__EXERCISE TASK__:
Rewrite the stretch of the Cavello Bay passage from "With respect to" through "and signed there.", changing "appellate court" to "court of appeals" throughout.

— start PROVIDED PASSAGE —

With respect to the threshold question whether the underlying transaction was “domestic,” the appellate court noted that the “transaction arguably took place in the United States.” The plaintiff had contended that the transaction agreement became binding when it was signed in New York, while the defendant had argued that it became binding under New York law only when it was sent to Bermuda and signed there.
The appellate court observed that “the particulars of this case illustrate how the ‘meeting of the minds’ can be arranged or confused by the parties, or can become enmeshed in contract law,” adding that “the place of the transaction is difficult to locate and impossible to do so without making state law.” For that reason, the appellate court said, “we assume, without deciding, that the parties’ transaction was domestic.”
In affirming the district court in reliance on the Parklcentral decision on the grounds that the transaction, even if domestic, was so predominately foreign as to be impermissibly extraterritorial, the court noted that the Parkland standard “is a gloss on Morrison’s rule.” Under Morrison, the “focus” of the federal securities laws is upon “purchases and sales of securities in the United States,” and not the place where the alleged deception originated. If the “focus” occurred in a “foreign country, then the case involves an impermissible extraterritorial application regardless of any other conduct that occurred in the U.S.” Under Parkcentral, even if a transaction occurs in the United States, the features and incidents of the transaction may be so foreign that it is not regulated by the U.S. securities laws. Parkcentral, the appellate court said, “flexibly considers whether a claim – in view of the security and transaction as structured – is still predominantly foreign.”
With this background, the appellate court rejected the factors on which the plaintiff tried to rely in arguing that the transaction was not predominantly foreign. The transaction agreement had a provision requiring the seller to register the securities with the SEC (or meet an exemption) should the buyer wish to resell the securities. The appellate court said this was a “mere contractual impediment to resale, conditioning resale on the invocation of U.S. law” The plaintiff “provides no reason to think an SEC registration requirement – contingent and future triggers some U.S. interest.” The appellate court added that the designation of New York law as controlling as “neither here not there.”
Most of the other ground on which the plaintiff relies, the appellate court said, are “vestiges” of the “now-defunct conduct and effects test” that Morrison replaced. The existence of various contacts with U.S. territory does not suffice, as the “contacts that matter are those that relate to the purchase and sale of securities.”
The appellate court went on to note that the plaintiff seeks access to a “domestic forum and judicial resources” but the transactions “is structured to avoid the bother and expense (and taxation) of U.S. law.” If the “sophisticated” parties had wanted the regulatory hand of U.S. law, “they could have bargained for it and structured a U.S. transaction, but instead the transaction “implicates only the interests of two foreign companies and Bermuda.” Providing a domestic forum “ought to enhance confidence in U.S. securities markets or protect U.S. investors” – here “it would do neither.”
Discussion
As Jonathan Richman of the Proskauer law firm noted in his January 26, 2021 memo about the Cavello Bay decision (here), the Second Circuit’s decision “does not break new ground.” The ruling is in effect another reminder that under Morrison the focus of a court’s inquiry in deciding whether the U.S. securities laws apply is on the transactional allegations, not on the allegations concerning the underlying fraud.

— end PROVIDED PASSAGE —
— start DATASET SECTION —

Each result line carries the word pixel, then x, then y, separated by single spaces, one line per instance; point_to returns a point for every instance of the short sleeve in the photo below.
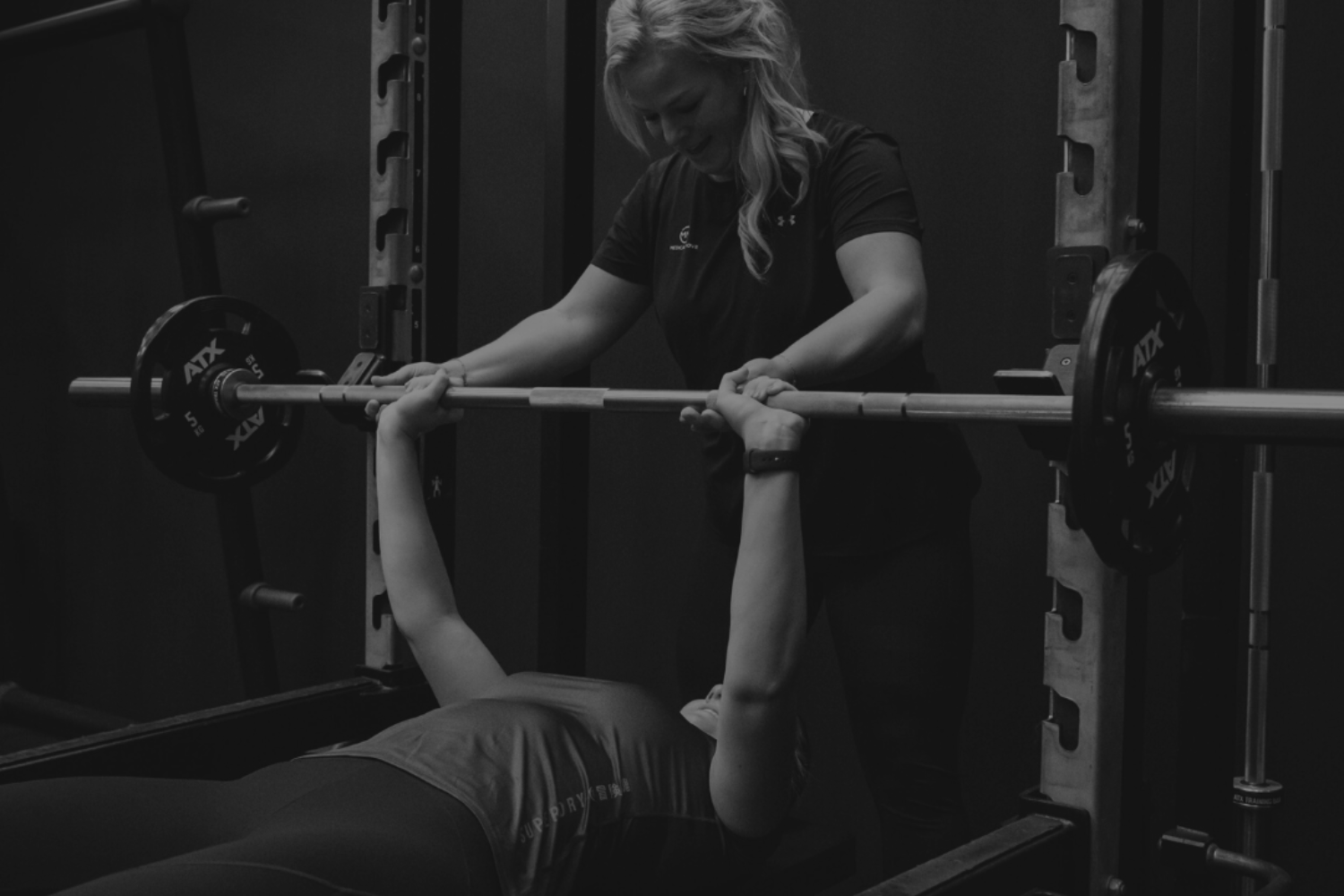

— end DATASET SECTION —

__TASK RESULT__:
With respect to the threshold question whether the underlying transaction was “domestic,” the court of appeals noted that the “transaction arguably took place in the United States.” The plaintiff had contended that the transaction agreement became binding when it was signed in New York, while the defendant had argued that it became binding under New York law only when it was sent to Bermuda and signed there.